**Stored items**.
==================================================

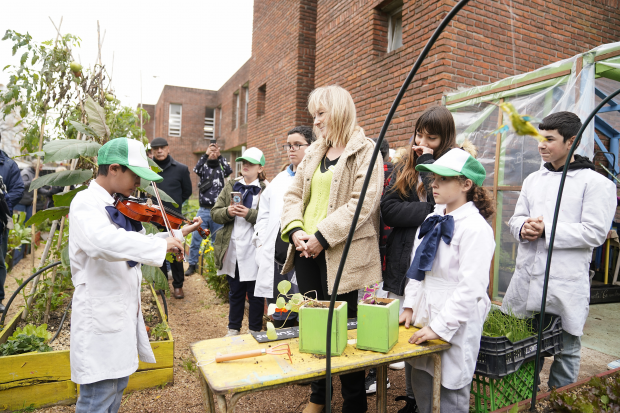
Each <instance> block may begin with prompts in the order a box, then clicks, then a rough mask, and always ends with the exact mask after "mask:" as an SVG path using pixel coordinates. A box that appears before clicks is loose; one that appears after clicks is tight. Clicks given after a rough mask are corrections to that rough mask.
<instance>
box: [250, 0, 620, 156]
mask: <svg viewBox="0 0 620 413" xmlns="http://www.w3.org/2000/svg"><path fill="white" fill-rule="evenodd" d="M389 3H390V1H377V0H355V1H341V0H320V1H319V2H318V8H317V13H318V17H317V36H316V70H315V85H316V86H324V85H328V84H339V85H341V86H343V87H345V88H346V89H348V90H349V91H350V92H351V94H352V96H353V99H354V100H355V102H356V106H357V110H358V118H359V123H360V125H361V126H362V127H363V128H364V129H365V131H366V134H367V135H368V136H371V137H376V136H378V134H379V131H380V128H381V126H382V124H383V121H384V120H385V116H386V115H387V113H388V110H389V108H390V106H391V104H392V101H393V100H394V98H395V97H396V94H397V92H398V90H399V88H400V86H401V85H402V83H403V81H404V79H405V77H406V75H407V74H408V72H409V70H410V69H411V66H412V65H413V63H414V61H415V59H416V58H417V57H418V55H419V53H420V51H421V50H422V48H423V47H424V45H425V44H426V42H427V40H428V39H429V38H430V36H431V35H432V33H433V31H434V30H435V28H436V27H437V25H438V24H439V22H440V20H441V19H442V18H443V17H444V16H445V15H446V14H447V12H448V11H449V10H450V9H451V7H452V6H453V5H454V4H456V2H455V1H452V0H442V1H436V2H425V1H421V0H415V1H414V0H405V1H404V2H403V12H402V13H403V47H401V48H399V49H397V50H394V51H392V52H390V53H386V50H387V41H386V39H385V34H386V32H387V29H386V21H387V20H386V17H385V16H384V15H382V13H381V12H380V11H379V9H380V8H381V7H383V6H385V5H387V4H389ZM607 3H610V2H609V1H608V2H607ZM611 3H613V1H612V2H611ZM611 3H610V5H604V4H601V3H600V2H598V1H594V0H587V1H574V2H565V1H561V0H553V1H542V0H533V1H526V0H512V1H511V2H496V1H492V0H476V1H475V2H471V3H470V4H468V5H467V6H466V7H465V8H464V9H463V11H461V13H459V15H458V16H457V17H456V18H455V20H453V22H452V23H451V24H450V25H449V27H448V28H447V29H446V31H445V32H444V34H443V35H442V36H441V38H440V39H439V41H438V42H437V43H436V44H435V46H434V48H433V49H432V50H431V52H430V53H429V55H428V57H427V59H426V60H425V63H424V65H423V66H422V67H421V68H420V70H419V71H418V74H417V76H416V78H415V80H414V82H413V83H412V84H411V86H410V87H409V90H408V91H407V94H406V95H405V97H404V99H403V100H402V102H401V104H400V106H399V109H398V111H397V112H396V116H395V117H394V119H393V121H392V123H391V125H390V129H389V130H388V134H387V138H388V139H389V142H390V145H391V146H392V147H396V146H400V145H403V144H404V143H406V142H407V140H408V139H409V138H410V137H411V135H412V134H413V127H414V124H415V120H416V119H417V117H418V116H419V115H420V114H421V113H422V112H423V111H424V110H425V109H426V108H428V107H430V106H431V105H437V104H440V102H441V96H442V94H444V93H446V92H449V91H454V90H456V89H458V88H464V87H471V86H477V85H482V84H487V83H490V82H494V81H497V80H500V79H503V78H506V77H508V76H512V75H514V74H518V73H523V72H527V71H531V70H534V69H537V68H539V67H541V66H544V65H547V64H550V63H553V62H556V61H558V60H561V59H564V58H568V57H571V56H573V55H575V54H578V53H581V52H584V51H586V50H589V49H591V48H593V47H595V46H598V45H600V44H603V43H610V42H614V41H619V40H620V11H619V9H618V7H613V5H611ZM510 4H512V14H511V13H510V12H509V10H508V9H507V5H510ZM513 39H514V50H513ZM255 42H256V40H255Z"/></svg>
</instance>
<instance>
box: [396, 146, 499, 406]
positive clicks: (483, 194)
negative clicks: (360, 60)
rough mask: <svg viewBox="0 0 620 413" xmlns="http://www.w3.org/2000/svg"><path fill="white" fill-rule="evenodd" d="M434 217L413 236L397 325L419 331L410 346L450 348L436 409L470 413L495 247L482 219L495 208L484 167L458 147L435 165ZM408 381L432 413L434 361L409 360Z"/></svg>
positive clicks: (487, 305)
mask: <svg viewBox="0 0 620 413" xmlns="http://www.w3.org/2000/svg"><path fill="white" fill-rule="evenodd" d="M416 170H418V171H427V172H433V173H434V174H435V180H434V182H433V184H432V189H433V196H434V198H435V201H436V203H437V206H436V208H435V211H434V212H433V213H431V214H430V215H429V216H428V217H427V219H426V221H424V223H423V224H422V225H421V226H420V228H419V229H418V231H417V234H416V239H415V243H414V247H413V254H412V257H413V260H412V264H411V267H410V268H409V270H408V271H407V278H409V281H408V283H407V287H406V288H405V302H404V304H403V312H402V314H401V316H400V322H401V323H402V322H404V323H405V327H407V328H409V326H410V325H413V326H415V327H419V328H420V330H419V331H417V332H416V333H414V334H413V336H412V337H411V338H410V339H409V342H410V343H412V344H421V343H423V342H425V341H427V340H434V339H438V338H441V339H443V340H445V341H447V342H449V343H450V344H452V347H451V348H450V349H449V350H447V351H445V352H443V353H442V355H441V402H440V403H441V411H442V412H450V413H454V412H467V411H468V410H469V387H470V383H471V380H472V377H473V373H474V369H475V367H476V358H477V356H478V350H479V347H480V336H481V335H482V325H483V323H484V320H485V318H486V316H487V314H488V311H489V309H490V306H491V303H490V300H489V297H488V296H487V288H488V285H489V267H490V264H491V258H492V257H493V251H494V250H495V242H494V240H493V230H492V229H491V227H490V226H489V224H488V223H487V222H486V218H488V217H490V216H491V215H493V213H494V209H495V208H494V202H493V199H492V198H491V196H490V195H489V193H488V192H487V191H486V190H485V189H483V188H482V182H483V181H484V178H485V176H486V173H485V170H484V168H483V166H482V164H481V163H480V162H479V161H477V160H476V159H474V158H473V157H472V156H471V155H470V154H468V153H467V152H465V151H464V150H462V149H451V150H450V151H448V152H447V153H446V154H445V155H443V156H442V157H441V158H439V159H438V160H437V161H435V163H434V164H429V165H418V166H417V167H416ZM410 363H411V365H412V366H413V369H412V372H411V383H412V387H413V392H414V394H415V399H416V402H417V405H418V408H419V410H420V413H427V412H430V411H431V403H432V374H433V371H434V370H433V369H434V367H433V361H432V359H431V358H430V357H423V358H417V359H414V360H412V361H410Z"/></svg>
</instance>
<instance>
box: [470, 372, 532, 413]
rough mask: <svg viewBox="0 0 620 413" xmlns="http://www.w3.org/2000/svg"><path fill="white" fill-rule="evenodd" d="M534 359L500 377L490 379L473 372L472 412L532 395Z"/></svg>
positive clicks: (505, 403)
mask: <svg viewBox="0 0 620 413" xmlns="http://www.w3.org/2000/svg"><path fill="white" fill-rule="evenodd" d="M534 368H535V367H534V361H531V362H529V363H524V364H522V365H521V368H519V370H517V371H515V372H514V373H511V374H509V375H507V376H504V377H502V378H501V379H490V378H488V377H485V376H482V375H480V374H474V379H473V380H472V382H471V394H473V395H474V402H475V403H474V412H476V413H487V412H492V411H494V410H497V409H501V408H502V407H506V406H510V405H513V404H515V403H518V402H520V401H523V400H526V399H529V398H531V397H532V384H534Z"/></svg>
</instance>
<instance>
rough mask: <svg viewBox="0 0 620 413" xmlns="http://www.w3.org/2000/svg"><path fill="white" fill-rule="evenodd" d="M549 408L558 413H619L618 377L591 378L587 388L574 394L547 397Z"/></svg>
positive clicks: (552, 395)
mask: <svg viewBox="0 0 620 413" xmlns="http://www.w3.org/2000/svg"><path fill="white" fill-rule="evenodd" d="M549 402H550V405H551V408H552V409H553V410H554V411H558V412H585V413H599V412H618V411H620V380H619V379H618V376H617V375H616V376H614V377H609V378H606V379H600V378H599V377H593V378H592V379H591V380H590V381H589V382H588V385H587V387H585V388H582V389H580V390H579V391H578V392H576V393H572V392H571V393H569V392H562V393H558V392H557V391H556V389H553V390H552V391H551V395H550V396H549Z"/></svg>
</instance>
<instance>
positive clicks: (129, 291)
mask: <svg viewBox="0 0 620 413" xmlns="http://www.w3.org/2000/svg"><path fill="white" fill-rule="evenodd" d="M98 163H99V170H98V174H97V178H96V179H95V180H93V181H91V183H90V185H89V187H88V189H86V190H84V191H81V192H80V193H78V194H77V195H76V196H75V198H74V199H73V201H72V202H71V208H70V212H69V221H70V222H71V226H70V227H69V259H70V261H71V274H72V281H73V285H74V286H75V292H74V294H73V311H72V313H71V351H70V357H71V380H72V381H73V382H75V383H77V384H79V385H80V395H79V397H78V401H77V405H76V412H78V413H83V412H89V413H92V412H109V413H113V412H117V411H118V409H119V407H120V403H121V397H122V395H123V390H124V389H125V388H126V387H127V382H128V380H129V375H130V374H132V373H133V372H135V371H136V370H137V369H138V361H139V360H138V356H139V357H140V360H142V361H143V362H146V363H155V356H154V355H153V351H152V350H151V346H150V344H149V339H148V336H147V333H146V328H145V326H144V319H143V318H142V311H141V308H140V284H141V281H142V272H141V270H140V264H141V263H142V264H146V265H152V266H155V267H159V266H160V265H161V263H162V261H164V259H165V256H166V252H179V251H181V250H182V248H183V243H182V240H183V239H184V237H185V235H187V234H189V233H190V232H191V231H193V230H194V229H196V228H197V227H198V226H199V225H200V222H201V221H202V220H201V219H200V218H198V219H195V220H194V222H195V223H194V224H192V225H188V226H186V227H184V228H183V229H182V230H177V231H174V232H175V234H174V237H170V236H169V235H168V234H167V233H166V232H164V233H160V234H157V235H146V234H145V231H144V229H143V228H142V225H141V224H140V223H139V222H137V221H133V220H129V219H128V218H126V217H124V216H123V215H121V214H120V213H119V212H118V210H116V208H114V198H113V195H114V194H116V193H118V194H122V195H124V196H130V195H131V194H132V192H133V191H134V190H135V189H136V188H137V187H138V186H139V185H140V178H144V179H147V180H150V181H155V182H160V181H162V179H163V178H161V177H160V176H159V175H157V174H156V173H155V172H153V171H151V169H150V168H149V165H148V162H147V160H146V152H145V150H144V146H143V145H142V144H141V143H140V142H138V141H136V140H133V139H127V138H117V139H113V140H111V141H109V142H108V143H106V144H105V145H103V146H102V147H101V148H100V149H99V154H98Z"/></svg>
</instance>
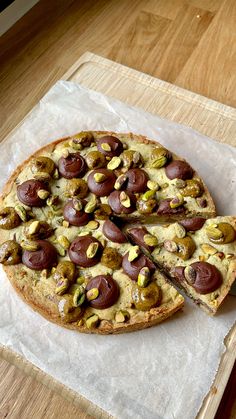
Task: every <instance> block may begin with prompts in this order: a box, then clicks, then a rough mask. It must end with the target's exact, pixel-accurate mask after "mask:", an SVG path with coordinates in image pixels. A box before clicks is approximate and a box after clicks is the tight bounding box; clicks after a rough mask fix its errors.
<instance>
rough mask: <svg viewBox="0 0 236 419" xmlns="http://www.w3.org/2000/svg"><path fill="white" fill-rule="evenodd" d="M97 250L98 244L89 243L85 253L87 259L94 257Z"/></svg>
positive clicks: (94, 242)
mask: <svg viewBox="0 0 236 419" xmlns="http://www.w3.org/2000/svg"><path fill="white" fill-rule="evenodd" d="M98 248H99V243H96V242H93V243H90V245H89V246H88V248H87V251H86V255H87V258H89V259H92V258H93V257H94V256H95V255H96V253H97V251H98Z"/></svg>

==================================================

**The problem**. Whenever the word "exact" shows up in a line of the entries, copy that line.

**Exercise response**.
Each <instance> block may begin with prompts in the order a box, then clicks, then a rough mask, and always ends with the exact mask after "mask:" as an SVG path using pixel coordinates. A box that appears before clicks is loose; one that appears after clicks is tight. Clicks given after a rough mask are corrections to that rough mask.
Task: every <instance> block may begin with prompts in this order: a box, then clicks, then a rough mask. It must end with the target's exact, pixel-accurate mask after "mask:", an SVG path with coordinates in image pixels. A box before clicks is approximate and a box after clicks is the tight bounding box; clicks after a rough mask fix its errors.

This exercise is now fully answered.